§ WORK TASK
Set down all of the records word for word.

:::

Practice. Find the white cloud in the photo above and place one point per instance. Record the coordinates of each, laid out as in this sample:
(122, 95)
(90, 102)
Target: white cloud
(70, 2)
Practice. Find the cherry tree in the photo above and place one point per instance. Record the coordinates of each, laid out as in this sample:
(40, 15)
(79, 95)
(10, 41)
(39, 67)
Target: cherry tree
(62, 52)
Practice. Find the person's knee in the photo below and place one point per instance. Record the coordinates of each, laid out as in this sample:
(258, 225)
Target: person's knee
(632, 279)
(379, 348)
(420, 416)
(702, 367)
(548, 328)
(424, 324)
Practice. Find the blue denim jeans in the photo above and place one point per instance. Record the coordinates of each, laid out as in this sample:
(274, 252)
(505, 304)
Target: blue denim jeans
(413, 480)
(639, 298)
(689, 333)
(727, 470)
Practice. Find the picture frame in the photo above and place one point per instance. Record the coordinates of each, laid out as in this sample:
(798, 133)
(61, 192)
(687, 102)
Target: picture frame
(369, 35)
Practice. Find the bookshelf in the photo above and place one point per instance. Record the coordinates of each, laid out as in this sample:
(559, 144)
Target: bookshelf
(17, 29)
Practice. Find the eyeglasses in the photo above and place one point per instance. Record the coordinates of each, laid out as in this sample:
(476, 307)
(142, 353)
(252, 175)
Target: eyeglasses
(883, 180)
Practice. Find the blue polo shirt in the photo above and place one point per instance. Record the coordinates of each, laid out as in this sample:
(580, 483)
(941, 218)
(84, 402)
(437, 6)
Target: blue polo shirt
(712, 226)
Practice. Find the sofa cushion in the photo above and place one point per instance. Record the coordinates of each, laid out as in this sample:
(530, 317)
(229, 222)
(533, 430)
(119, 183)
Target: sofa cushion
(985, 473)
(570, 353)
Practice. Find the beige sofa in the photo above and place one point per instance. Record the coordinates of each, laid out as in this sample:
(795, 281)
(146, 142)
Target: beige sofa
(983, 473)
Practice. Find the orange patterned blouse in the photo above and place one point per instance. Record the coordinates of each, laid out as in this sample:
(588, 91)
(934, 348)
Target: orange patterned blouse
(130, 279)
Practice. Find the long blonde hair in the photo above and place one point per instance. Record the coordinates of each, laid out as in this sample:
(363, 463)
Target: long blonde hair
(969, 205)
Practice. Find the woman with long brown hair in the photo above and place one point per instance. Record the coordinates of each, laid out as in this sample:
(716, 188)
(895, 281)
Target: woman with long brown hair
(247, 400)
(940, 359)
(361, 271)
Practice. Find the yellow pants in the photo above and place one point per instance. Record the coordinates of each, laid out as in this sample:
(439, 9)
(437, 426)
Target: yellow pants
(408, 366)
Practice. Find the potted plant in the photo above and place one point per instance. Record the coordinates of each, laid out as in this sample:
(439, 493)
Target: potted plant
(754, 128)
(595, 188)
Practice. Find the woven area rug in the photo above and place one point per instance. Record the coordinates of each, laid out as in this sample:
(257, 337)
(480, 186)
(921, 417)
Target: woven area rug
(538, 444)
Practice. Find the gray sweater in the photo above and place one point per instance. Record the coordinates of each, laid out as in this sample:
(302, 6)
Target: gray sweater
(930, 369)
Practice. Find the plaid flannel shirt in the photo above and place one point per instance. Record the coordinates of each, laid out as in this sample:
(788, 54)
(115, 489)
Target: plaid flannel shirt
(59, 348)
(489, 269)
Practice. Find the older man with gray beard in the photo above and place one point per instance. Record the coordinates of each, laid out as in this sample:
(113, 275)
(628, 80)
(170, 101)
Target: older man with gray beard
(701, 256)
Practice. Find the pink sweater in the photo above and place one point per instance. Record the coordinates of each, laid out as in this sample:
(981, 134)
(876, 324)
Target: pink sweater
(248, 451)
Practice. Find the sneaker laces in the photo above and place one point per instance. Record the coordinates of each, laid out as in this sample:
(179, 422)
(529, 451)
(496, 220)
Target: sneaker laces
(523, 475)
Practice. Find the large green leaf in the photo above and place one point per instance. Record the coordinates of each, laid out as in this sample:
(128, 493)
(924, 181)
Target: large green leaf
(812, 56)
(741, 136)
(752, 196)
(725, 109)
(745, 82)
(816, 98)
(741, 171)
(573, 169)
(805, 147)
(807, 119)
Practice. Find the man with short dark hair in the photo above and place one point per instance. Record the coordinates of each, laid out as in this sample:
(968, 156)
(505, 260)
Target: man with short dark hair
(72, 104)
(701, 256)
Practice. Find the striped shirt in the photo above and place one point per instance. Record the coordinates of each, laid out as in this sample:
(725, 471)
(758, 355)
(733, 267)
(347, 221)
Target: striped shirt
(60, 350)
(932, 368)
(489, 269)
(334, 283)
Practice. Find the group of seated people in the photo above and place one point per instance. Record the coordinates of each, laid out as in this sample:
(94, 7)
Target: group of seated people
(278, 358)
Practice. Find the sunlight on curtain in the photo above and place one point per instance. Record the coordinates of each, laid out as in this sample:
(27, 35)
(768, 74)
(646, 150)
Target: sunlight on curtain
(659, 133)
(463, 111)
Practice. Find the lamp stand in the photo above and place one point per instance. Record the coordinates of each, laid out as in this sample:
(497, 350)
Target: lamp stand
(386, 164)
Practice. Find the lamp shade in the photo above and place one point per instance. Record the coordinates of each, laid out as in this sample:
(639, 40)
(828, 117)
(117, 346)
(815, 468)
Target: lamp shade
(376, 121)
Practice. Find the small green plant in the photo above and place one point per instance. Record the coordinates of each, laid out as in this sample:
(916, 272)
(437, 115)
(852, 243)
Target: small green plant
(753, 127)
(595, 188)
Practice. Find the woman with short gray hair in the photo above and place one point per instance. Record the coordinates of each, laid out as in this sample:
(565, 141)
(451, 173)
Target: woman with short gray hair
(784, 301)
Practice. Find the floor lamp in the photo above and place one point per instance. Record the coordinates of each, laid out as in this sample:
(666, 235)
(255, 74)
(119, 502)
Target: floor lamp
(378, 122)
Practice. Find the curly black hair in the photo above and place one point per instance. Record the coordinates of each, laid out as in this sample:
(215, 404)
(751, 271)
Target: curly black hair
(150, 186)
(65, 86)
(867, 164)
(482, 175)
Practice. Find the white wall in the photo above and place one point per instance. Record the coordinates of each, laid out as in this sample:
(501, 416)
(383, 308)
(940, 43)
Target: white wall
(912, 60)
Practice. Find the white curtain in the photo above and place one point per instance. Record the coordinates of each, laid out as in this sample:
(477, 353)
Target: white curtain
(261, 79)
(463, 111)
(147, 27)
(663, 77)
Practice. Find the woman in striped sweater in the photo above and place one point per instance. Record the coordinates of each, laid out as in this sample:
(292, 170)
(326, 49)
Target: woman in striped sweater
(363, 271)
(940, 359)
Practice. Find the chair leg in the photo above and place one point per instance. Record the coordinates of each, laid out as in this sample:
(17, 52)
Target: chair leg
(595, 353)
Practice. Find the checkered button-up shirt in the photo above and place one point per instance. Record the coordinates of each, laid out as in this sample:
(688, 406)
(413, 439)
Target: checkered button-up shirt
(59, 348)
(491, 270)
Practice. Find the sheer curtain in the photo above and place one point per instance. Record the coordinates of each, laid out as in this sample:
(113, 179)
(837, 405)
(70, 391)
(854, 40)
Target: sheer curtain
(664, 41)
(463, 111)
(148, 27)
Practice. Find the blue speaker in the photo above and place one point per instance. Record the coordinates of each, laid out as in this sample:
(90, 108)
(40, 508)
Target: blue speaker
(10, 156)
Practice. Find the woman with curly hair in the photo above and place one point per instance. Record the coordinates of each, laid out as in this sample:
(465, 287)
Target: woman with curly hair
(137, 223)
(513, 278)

:::

§ PROBLEM SOLUTION
Practice. Find the white cloud in the photo above and place one point per instance. Record the coordinates of each, laid out as in this sample:
(122, 95)
(90, 102)
Target: white cloud
(70, 2)
Practice. Find the cherry tree in the photo above and place one point per instance. Record the coordinates of each, laid out as in this sample:
(40, 15)
(79, 95)
(10, 41)
(39, 67)
Target: cherry tree
(62, 52)
Practice. Find the person's knee in the photo below and place one point per instance. Record the coordinates of each, laid out as in this sample:
(258, 225)
Target: person's knee
(632, 279)
(379, 348)
(420, 416)
(702, 367)
(548, 328)
(424, 324)
Practice. Find the blue denim jeans in the photo above and place one point per instance. Record the coordinates of each, laid out as in this sample:
(274, 252)
(505, 304)
Target: blue denim jeans
(413, 480)
(639, 298)
(689, 333)
(727, 470)
Practice. Find the picture frame in the photo above and place one point per instance. Record the coordinates of each, laid out as in this sample:
(798, 133)
(61, 192)
(687, 102)
Target: picture frame
(369, 35)
Practice. Find the bookshelf in the photo above and place one point per instance. Record the coordinates of each, laid out as in this sample:
(559, 144)
Target: bookshelf
(17, 29)
Practice. Find the eyeglasses in the photo above and place one point per instance. Record the coordinates of each, laid out as in this sample:
(476, 307)
(142, 353)
(252, 175)
Target: eyeglasses
(883, 180)
Practice. Find the blue polo shirt in the photo above and place one point per instance. Record the coordinates of each, laid out as in this sample:
(580, 483)
(941, 218)
(84, 402)
(437, 6)
Target: blue polo shirt
(712, 226)
Practice. Find the sofa cushion in the photo above and place one point per instance. Record the coordinates of each, laid out as in this sample:
(530, 317)
(229, 222)
(533, 430)
(119, 183)
Target: sofa cushion
(985, 473)
(570, 353)
Practice. Find the beige sofa in the photo above and place one point per instance. Record the coordinates of each, laid out as in this sample:
(795, 281)
(146, 142)
Target: beige sofa
(983, 473)
Practice. Find the orange patterned blouse in the photo above and place one point per instance. Record the coordinates of each, laid out as in this sample:
(588, 91)
(934, 348)
Target: orange patterned blouse
(130, 279)
Practice. Find the long blonde hair in the photo above and place one point per instance. Record the coordinates of each, laid out as in this sample:
(363, 463)
Target: long blonde hair
(969, 205)
Practice. Find the woman with long brown hair in the photo above and place one point per instance. Record the coordinates of each, laid out as in this sample:
(716, 188)
(895, 281)
Target: woman with long brown hair
(247, 400)
(940, 359)
(361, 271)
Practice. Find the yellow pants in the photo above and place one point per instance. Record the coordinates of each, laid out as in this sample:
(439, 9)
(437, 426)
Target: yellow pants
(408, 366)
Practice. Find the potted plant in the photo above and place one point per instance. Record the coordinates of each, laid out as in this sample:
(439, 493)
Target: potted plant
(754, 128)
(595, 188)
Practice. Find the woven area rug in the photo above and place one point per instance. Record the coordinates of each, laid out as in this sample:
(257, 337)
(480, 186)
(921, 417)
Target: woven area rug
(538, 444)
Practice. Find the gray sweater in the photo above and place one point per instance. Record the coordinates of each, laid out as in this sample:
(302, 6)
Target: gray sweater
(930, 369)
Practice. Find the plaid flannel shirt in the photo above and place one point per instance. Record the coordinates of each, laid out as in this sample:
(788, 54)
(115, 489)
Target: plaid flannel shirt
(59, 348)
(489, 269)
Practice. Find the older man with gray beard in the photo above and place one point per instance. Record the coordinates of each, laid out as in this sample:
(113, 275)
(628, 80)
(170, 101)
Target: older man with gray beard
(701, 256)
Practice. Find the pink sweater in the photo above and place one point per instance. Record the coordinates of each, laid out as in this sample:
(981, 134)
(876, 324)
Target: pink sweater
(248, 451)
Practice. Find the sneaker laces in the photo above and place one point per instance. Record the coordinates of each, laid out as in this sample:
(179, 422)
(529, 451)
(496, 220)
Target: sneaker laces
(523, 475)
Practice. Find the large green leaf in the photo above and place one point per instance. Record the coordinates of each, laid out as in this sample:
(128, 493)
(924, 181)
Target: large green leaf
(812, 56)
(741, 136)
(752, 196)
(725, 109)
(745, 82)
(816, 98)
(741, 171)
(573, 169)
(805, 147)
(807, 119)
Practice. Find the man with short dark hair in the photo above and place one point per instance. Record the coordinates of each, laid out as in this sample:
(968, 156)
(505, 260)
Target: man with short dark hair
(72, 104)
(701, 256)
Practice. Find the striped shirt in the photo above and place one point per instance. Record the coordinates of each, laid out as in this sample:
(725, 471)
(758, 355)
(733, 267)
(347, 221)
Target: striped shirt
(60, 350)
(932, 368)
(489, 269)
(334, 283)
Practice. Find the group of seated people in the photo above and place one point per instance. Record the coordinates of each, laid out as in this sample:
(94, 7)
Target: group of seated people
(278, 358)
Practice. Find the sunlight on curtain in the photo above and place one point per instance. Record the coordinates of each, laid out as in this sample:
(27, 35)
(768, 74)
(646, 150)
Target: sunlight on curtain
(659, 133)
(463, 111)
Practice. Find the lamp stand in the photo above and place one point per instance. Record the coordinates of each, laid out as in this sample:
(497, 350)
Target: lamp stand
(386, 164)
Practice. Find the lamp shade in the photo above and place one point per instance. Record the coordinates of each, laid out as in this sample:
(639, 40)
(828, 117)
(117, 346)
(815, 468)
Target: lamp shade
(376, 121)
Practice. Find the small green plant in the photo above and place one point per instance. Record the coordinates of each, laid out as in this sample:
(916, 272)
(437, 115)
(852, 243)
Target: small green plant
(753, 127)
(595, 188)
Practice. Find the woman with short gray hair in the photo above and place one point per instance. Record the coordinates of each, laid out as in this sample:
(565, 141)
(451, 173)
Target: woman with short gray hair
(784, 301)
Practice. Find the floor lamp in the photo above and place one point per instance. Record the coordinates of each, laid out as in this sample:
(666, 235)
(255, 74)
(119, 502)
Target: floor lamp
(378, 122)
Practice. Find the curly black hair in the photo above and place one point per instance. Record the coordinates of each, laid out as in this sample:
(215, 404)
(751, 271)
Target: curly black hair
(150, 186)
(65, 86)
(867, 164)
(482, 175)
Practice. Find the white wall in the photo above and place one point per instance. Record the coordinates of each, laid out as in this sample:
(501, 416)
(383, 308)
(940, 43)
Target: white wall
(912, 60)
Practice. Find the white curtain in the photo above and place one point per instance. Record the coordinates of each, laid out as in this sample:
(477, 353)
Target: white curtain
(261, 79)
(463, 111)
(147, 27)
(663, 77)
Practice. Find the woman in striped sweater in the photo above and place one point per instance. Record the coordinates of each, laid out as in this sample:
(292, 170)
(326, 49)
Target: woman in striped sweater
(363, 271)
(940, 359)
Practice. Find the chair leg in the photo above and place one point per instance. Record the coordinates of each, laid out as in this sample:
(17, 52)
Target: chair leg
(595, 353)
Practice. Find the checkered button-up shirt in the photo above and place one point per instance. Record the coordinates of each, laid out as in this sample:
(688, 406)
(413, 439)
Target: checkered button-up shirt
(59, 348)
(491, 270)
Practice. Find the sheer curtain in the photo above and place one point per instance. Record the coordinates of each, laid out as in this sample:
(113, 179)
(837, 405)
(70, 391)
(854, 40)
Target: sheer curtain
(664, 41)
(463, 111)
(148, 27)
Practice. Find the blue speaker in the photo above and place one point per instance. Record the coordinates of each, laid out as in this sample:
(90, 108)
(40, 508)
Target: blue speaker
(10, 156)
Practice. Find the woman with curly hair in the photo above and place one point per instance. Record the coordinates of each, laid out as in this sample:
(465, 287)
Target: woman with curly hair
(137, 223)
(513, 278)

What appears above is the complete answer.